### Directive
Write out the material exactly, leaving every picture behind.

### Record excerpts

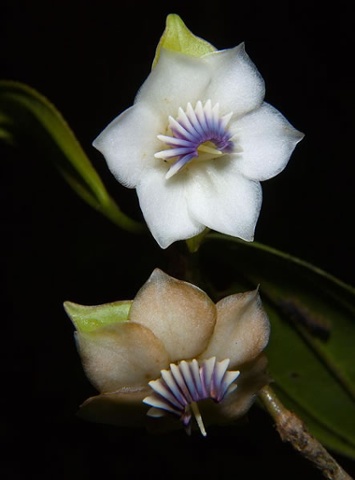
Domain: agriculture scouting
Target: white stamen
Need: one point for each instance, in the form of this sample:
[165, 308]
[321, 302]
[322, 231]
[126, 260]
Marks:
[180, 388]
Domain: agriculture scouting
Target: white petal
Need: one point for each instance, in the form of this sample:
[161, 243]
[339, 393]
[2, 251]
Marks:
[123, 355]
[129, 143]
[223, 200]
[176, 80]
[181, 315]
[164, 206]
[242, 329]
[267, 141]
[236, 83]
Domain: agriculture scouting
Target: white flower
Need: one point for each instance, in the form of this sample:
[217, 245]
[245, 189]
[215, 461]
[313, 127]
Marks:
[196, 144]
[175, 351]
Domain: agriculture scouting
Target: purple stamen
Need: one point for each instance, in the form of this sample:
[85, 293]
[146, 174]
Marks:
[191, 130]
[180, 388]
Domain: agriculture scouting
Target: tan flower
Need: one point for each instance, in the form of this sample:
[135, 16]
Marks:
[192, 361]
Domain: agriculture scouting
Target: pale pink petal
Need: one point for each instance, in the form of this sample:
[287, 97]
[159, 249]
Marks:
[242, 329]
[181, 315]
[120, 355]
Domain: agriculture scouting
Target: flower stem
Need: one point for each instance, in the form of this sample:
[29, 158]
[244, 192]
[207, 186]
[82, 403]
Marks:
[291, 429]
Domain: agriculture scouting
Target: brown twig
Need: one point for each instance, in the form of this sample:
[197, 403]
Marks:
[291, 429]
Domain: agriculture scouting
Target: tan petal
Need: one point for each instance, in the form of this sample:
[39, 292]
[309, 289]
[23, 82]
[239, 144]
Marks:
[181, 315]
[252, 378]
[124, 409]
[242, 329]
[121, 355]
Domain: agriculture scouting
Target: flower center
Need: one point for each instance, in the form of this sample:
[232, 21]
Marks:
[198, 132]
[180, 388]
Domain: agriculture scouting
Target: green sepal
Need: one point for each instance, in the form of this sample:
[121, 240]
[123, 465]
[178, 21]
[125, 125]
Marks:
[90, 318]
[311, 348]
[178, 38]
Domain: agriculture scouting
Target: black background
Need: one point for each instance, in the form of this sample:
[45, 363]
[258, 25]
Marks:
[89, 58]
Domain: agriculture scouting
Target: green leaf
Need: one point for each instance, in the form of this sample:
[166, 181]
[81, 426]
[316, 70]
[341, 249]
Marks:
[28, 119]
[90, 318]
[178, 38]
[312, 344]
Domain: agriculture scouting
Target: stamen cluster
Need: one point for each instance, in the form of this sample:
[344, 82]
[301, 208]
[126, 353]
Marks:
[180, 388]
[197, 132]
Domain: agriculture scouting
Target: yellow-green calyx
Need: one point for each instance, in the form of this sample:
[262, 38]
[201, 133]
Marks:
[178, 38]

### Task output
Domain: agriculture scouting
Target: white stamen
Need: one point for each instance, in the form of this sample:
[165, 308]
[321, 302]
[322, 231]
[126, 260]
Marks:
[180, 388]
Domain: agriculture scouting
Target: white petal
Need: one point for each instance, in the form of this sample:
[161, 243]
[339, 393]
[2, 251]
Marks:
[123, 355]
[129, 143]
[223, 200]
[176, 80]
[181, 315]
[164, 206]
[242, 329]
[267, 141]
[236, 83]
Domain: agriculture scouting
Target: white flower
Need: one point for each instance, in the form of this sample:
[217, 245]
[245, 189]
[215, 461]
[313, 127]
Marks:
[196, 144]
[175, 351]
Domain: agriculture scouting
Target: purple stamen
Need: one point for each instance, in the form of this sample:
[85, 293]
[146, 174]
Marks:
[191, 130]
[180, 388]
Domain: agriculture scouting
Target: tan flower
Need: one point for each instance, in the form of this sample:
[135, 16]
Marks:
[192, 361]
Domain: agriculture scouting
Target: pale pink petal
Need: one point for each instance, in the form of this sample:
[287, 97]
[159, 249]
Marks:
[242, 329]
[181, 315]
[120, 355]
Domain: agriculture scouting
Target: flower stem
Need: one point for each instance, in the form of this sample:
[29, 158]
[244, 192]
[207, 186]
[82, 403]
Marks:
[291, 429]
Domain: agriculture scouting
Target: brown twig
Need: one point for each instance, in the form of this sample:
[197, 403]
Marks:
[291, 429]
Domain: agriculture scouting
Target: tan petal
Need: one point for each instance, in the form of this sample:
[39, 292]
[309, 289]
[23, 82]
[239, 144]
Marks:
[181, 315]
[252, 378]
[124, 409]
[242, 329]
[121, 355]
Domain: agriculture scouting
Target: flower center
Need: one point for each instance, in the form of this sample:
[232, 21]
Marks:
[198, 132]
[180, 388]
Domain: agriculture scouting
Target: green sepal
Need: one point for each instance, in the form of this sample:
[121, 240]
[123, 465]
[178, 21]
[125, 125]
Marks:
[90, 318]
[311, 348]
[178, 38]
Domain: agriculture scouting
Target: black background
Need: one point for each instance, in the form of this sample:
[45, 363]
[258, 25]
Marks:
[89, 58]
Domain: agriculture scouting
Target: green leaf
Need: one point for each instance, in the form of this sample:
[166, 181]
[81, 426]
[316, 70]
[341, 249]
Marks:
[28, 119]
[90, 318]
[178, 38]
[312, 344]
Domain: agriculture scouting
Target: stamen cluster
Need: one point for each instance, in the form of this sample:
[344, 82]
[301, 208]
[126, 353]
Marks:
[180, 388]
[197, 132]
Domain: agriculture scouting
Target: yellow-green calyx
Need: one point for each instance, in the form of this sample:
[262, 38]
[201, 133]
Marks:
[178, 38]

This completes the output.